(Source extract)
◇ ◇ ◇ ◇
Section 2.05. Holder Lists.
The Trustee shall preserve in as current a form as is reasonably
practicable the most recent list available to it of the names and addresses of
all Holders and shall otherwise comply with TIA ss. 312(a). If the Trustee is
not the Registrar, the Company shall furnish to the Trustee at least seven
Business Days before each interest payment date and at such other times as the
Trustee may request in writing, a list in such form and as of such date as the
Trustee may reasonably require of the names and addresses of the Holders of
Notes and the Company shall otherwise comply with TIA ss. 312(a).
Section 2.06. Transfer and Exchange.
(a) Transfer and Exchange of Global Notes. A Global Note may not
be transferred as a whole except by the Depositary to a nominee of the
Depositary, by a nominee of the Depositary to the Depositary or to another
nominee of the Depositary, or by the Depositary or any such nominee to a
successor Depositary or a nominee of such successor Depositary. All Global Notes
will be exchanged by the Company for Definitive Notes if (i) the Company
delivers to the Trustee notice from the Depositary that it is unwilling or
unable to continue to act as Depositary or that it is no longer a clearing
agency registered under the Exchange Act and, in either case, a successor
Depositary is not appointed by the Company within 120 days after the date of
such notice from the Depositary or (ii) the Company, in its sole discretion,
determines that the Global Notes (in whole but not in part) should be exchanged
for Definitive Notes and delivers a written notice to such effect to the
Trustee. Upon the occurrence of either of the preceding events in clause (i) or
(ii) above, Definitive Notes shall be issued in such names as the Depositary
shall instruct the Trustee. Global Notes also may be exchanged or replaced, in
whole or in part, as provided in Sections 2.07 and 2.10 hereof. Every Note
authenticated and delivered in exchange for, or in lieu of, a Global Note or any
portion thereof, pursuant to this Section 2.06 or Section 2.07 or 2.10 hereof,
shall be authenticated and delivered in the form of, and shall be, a Global
Note. A Global Note may not be exchanged for another Note other than as provided
in this Section 2.06(a), however, beneficial interests in a Global Note may be
transferred and exchanged as provided in Section 2.06(b), (c) or (f) hereof.
◇ ◇ ◇ ◇
(Instructions for the task)
Answer these from the holder lists and note transfer sections:
1. If the Trustee is not the Registrar, how many Business Days before each interest payment date must the Company furnish the list of Holders?
2. After the Depositary's notice, within how many days must the Company appoint a successor Depositary to avoid the exchange for Definitive Notes?
3. In whose names are Definitive Notes issued after either event in clause (i) or (ii)?
The listing isn't needed here.

(Data shown)
◇ ◇ ◇ ◇
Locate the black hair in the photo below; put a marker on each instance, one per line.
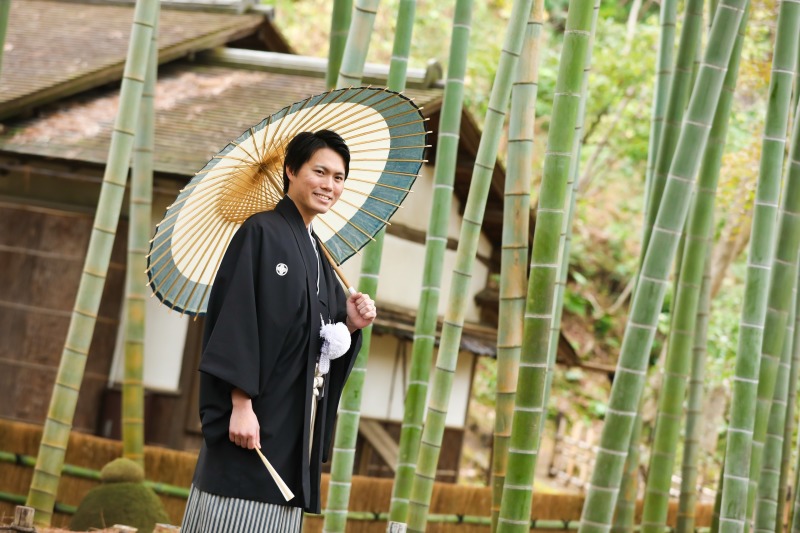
◇ ◇ ◇ ◇
(The solution)
1. At least seven Business Days.
2. Within 120 days after the date of the notice.
3. In the names that the Depositary instructs the Trustee to use.